What to work on. In the copy, keep every record exact and leave out all images.

Stored data.
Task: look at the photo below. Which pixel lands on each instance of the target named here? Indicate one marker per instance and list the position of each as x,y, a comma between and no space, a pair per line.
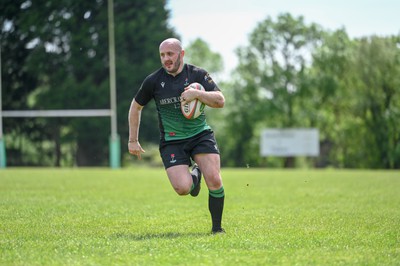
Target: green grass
133,217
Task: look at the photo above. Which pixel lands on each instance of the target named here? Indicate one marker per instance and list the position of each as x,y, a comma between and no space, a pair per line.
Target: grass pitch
133,217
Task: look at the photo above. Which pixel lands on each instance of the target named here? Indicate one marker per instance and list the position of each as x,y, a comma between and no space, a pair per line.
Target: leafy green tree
326,100
269,81
58,59
199,53
377,94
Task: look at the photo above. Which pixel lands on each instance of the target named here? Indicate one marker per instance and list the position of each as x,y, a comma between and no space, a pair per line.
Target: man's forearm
134,121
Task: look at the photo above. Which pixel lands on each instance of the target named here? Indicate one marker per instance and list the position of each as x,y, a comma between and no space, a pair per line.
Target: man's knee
181,191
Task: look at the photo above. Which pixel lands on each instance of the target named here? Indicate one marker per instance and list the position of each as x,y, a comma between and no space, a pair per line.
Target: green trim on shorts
219,193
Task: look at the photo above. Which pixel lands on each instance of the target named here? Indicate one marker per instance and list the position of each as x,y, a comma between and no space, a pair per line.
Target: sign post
290,142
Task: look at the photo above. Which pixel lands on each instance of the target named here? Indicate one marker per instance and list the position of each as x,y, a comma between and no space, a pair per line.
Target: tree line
292,74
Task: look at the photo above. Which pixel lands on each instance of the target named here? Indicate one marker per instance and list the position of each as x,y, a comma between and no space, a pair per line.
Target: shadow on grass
147,236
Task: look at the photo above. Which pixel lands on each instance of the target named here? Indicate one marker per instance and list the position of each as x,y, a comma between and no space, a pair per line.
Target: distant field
133,217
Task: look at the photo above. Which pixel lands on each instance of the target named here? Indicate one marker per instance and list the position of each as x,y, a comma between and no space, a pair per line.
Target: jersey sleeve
207,82
145,93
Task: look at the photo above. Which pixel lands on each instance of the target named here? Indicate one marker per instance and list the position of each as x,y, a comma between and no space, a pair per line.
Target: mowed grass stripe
133,216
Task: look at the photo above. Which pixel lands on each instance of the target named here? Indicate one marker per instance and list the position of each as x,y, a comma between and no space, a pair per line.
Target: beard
175,67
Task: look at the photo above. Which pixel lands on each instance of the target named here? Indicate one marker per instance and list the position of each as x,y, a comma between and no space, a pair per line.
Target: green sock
216,206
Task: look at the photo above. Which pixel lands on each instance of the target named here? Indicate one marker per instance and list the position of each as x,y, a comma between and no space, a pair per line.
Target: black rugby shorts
179,152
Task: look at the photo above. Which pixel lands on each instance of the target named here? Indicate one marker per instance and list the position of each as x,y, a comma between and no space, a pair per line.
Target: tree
269,77
198,53
377,94
58,59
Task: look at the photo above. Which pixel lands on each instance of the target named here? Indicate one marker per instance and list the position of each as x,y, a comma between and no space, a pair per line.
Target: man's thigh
209,164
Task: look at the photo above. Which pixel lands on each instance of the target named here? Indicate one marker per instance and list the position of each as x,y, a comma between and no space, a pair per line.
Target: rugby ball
193,109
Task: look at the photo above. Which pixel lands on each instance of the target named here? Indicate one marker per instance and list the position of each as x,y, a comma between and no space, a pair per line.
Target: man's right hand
135,149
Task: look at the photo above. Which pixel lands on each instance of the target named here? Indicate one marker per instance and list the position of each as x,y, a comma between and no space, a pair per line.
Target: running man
182,140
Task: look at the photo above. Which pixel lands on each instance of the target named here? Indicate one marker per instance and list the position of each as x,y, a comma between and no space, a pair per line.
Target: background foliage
292,74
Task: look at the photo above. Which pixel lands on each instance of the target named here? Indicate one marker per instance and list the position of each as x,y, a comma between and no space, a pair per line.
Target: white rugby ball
193,109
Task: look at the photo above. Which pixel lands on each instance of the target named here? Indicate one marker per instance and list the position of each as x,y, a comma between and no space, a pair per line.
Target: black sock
216,206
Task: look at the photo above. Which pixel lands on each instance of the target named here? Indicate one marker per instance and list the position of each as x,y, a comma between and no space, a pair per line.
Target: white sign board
290,142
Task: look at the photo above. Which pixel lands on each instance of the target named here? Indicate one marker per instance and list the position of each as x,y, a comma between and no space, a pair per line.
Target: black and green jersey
166,89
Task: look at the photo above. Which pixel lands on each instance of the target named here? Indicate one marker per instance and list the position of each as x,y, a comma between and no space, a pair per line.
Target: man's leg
209,164
180,178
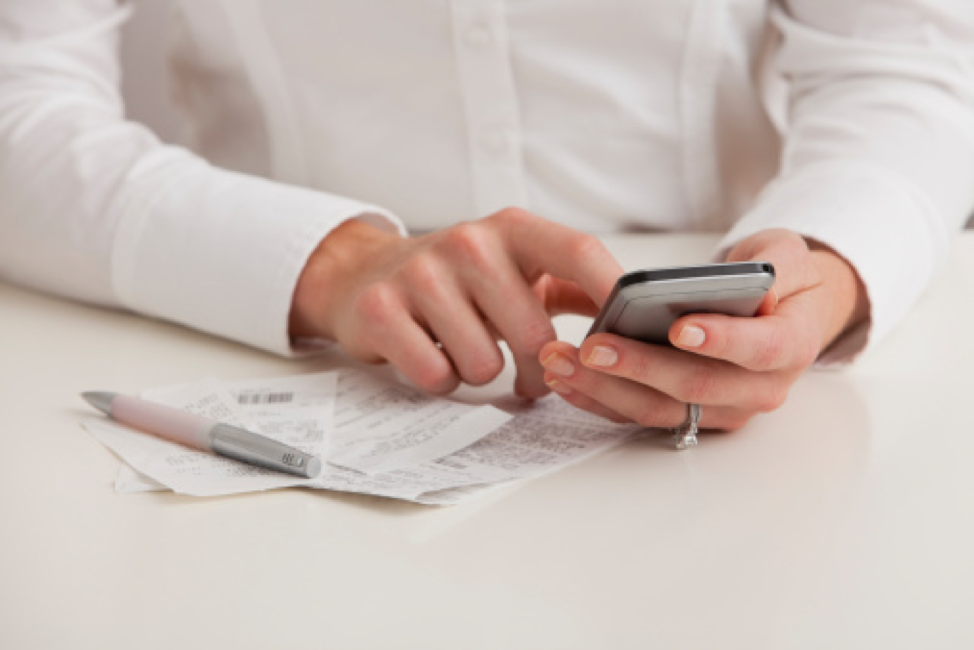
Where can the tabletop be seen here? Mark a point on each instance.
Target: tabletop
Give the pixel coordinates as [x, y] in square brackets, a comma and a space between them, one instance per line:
[845, 519]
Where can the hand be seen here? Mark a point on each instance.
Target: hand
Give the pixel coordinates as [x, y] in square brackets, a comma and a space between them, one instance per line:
[435, 305]
[734, 367]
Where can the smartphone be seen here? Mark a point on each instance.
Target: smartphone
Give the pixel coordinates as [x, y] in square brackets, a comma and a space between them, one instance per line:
[643, 304]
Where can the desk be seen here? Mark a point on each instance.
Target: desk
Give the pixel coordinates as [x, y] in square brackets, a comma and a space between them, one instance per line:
[843, 520]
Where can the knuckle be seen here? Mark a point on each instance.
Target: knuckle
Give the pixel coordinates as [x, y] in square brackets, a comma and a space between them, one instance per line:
[807, 353]
[470, 243]
[422, 272]
[484, 369]
[533, 335]
[768, 353]
[435, 377]
[377, 303]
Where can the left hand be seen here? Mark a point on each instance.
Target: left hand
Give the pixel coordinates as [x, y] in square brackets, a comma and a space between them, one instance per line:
[734, 367]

Output of the task.
Task: look at the photo below. Which pixel lands on each instance of the target named here? Indicate one marker per instance and list the position of each as x,y, a comma between and no space, a pair per line.
Target: green grass
133,217
Task: look at the photo above. Which pixel lands on each instance of the target named here? Indicate one marker per instance and list the position of each as x,y, a comma between and no space, a pair per line.
Target: grass pitch
133,217
Task: look at the photo above. Which pixel lands on each instance of the target named here? Indicate one marker per instance and list the position of each as x,y, a comma between and no space, a pair per line.
Target: leafy green tree
326,100
269,81
58,59
199,53
377,94
Task: look at the photo above. Which pixel lands on each instance of the target named here? Indicate one marker per instance and list the position of each as x,y, a comma between and no space, a pair per line.
Target: man's forearm
134,121
Task: look at the photo above. Which pixel lands on each instance of the target named here? Indicate one marker per instance and list the position of each as x,y, a comma between and no space, a pair per line.
Target: man's knee
181,191
Task: look at the photo above. Which pixel lands on each instance of the target named here? Indicate one marker per instance and list the position of each as x,y, a comma between and no space, a pair per line.
Target: green trim on shorts
219,193
Task: look at the photo above. Which pixel lands on each instance of the target named here? Indicate one marker per instance and list the position of each as x,y, a comma between and no space, a pair per line.
Target: sign post
290,142
Task: look at the photo above. Which pixel lands on each instance of the target named here? Indicate one marker per instance and list the position of each as x,y, a comma between and no space, a pair per line.
Target: tree line
292,74
Task: look at the photo above. Which pixel lands on each instance of the target named here? Indicate one marker per instance and list the position of each as x,y, a comma between and no space, a pair per line.
Target: shadow on grass
147,236
Task: look at the photo above. Which pixel lands on each instance of the target named here? Indicate one marker per instance and list the position of each as x,y, a comma between and no space, a pair per line.
Target: distant field
133,217
Task: look at the photo above. Which pixel lands on each instance of the target named here? Indicate one marker per instance and list the position of each as x,y, a comma between and no space, a pair per line.
Target: jersey sleeve
207,82
145,93
Task: look at the photo above. Which pixel lands on each instance of the target named here? Indicate one marker per instance and list the position of each as x,y, a comma between and no space, a pair per line.
Target: mowed grass stripe
133,216
Task: look at the photo above. Which pixel lands on each instance of the target named here? Indicate one marker per instance and list the position of each as x,y, a comma between and no space, a pair per line.
Target: beard
175,67
Task: look at the photo above. Which pixel lands on each instance of the target named here? Indicate one marker per instance and list the position of each as x,y, a comma between and no space, a pair per line.
Target: green sock
216,206
Task: look at the photo above. Which pixel lands on each instance of the target named here? Indicate one marker per instance and list the position of each as x,y, a comma between and no space, a pair per line.
Target: black rugby shorts
179,152
Task: look at the photo above. Which pixel lands on each instance of the target named here? Indicate one marker per instance and list the position of each as x,y, a comma between and no space, a pair per line.
Target: tree
269,77
198,53
377,94
58,59
Task: look at the photo above. Which pixel lands on each instance of the target named here? Indicate one marker per instance and list the position of each as x,y, a comma between and no space, a pair per line.
Target: man's thigh
209,164
Task: look at the photo above. Which pixel lands on each instance of the target named here? Indicate one marker per instance and list the position of each as x,y, a comma between and no space, a pair per line.
Target: rugby ball
193,109
Task: look at the photo above. Which pixel lands on each instance of the target named here? Indicate one marker per instance and list the position of each as x,y, a comma between and no space, a pair per line.
Target: man's right hand
135,149
Task: look at the photo above. Which pixel lands on each instance of the target named here? Indicate one marker per instance and list the position of each as x,y, a comma between and no space, a pair per line.
Target: running man
182,140
Task: look at the photo above. Which pixel lands on each instance of the target named here? Indicate one marker per instance and list the position of each as x,y, a comma between and no space, a pair per line.
Target: background foliage
292,74
Task: look at the photo above. Which pixel lands on each instance of the target named here? Indicate one marker per instance and list the position of each as x,y, a comma between and no space, a pair per line.
Target: white rugby ball
193,109
Task: look at the photo above. Which pixel lands on each instance of the target named here? Indicate one marker per instance and list the position of each as x,y, a comma between and no space, a pair per line.
Target: black sock
216,206
Task: look at the photo above. Which pixel lands on each instance of the target named here? Indicate one marker per instance and list the position of each as x,y, a comma between and no space, a pair per line.
Target: white sign board
290,142
Task: look at the photo above. Which pixel lands on each instance of the target named here? Indicate one marker per instance and list the position of each as x,y, a comma between and no space, a pair per line.
Target: black and green jersey
166,89
Task: look at the photo above. Which pixel lands on each instance of the target named here? Indicate one marker per instance and list the position of each as x,y, a comma between and no space, a pair per line.
Target: man's leg
209,164
180,178
Where can the tabletop be seen here? Mark a point on each instance.
Target: tabletop
Give the pixel coordinates as [x, y] in square brackets, a comma and a space between them, one instance per line:
[845, 519]
Where can the hand be seen here? Mark a point on each instance.
Target: hand
Give the pixel coordinates as [x, y] in square brackets, a comma and a space between them, one instance per line:
[435, 305]
[734, 367]
Where can the smartphone be seen here? Mark a point on each instance.
Target: smartphone
Give the pixel coordinates as [x, y] in square brackets, a comma and a space between them, one instance per line:
[643, 304]
Where can the desk be seen here? Mark a point on each instance.
Target: desk
Give the pixel coordinates as [x, y] in square brackets, a comma and a space between them, one instance per line:
[843, 520]
Where can the knuckle be seen here? Mark a point on each instance.
Target: knuckle
Give the pixel coordinates as [x, y] in square brackets, a comma and a space between them, one instance per line:
[807, 353]
[470, 243]
[422, 272]
[484, 369]
[533, 335]
[768, 353]
[435, 377]
[377, 303]
Where can the left hand be seen here? Mark a point on each instance.
Target: left hand
Give the pixel coordinates as [x, y] in square brackets, a comma and a space between them, one instance per line:
[734, 367]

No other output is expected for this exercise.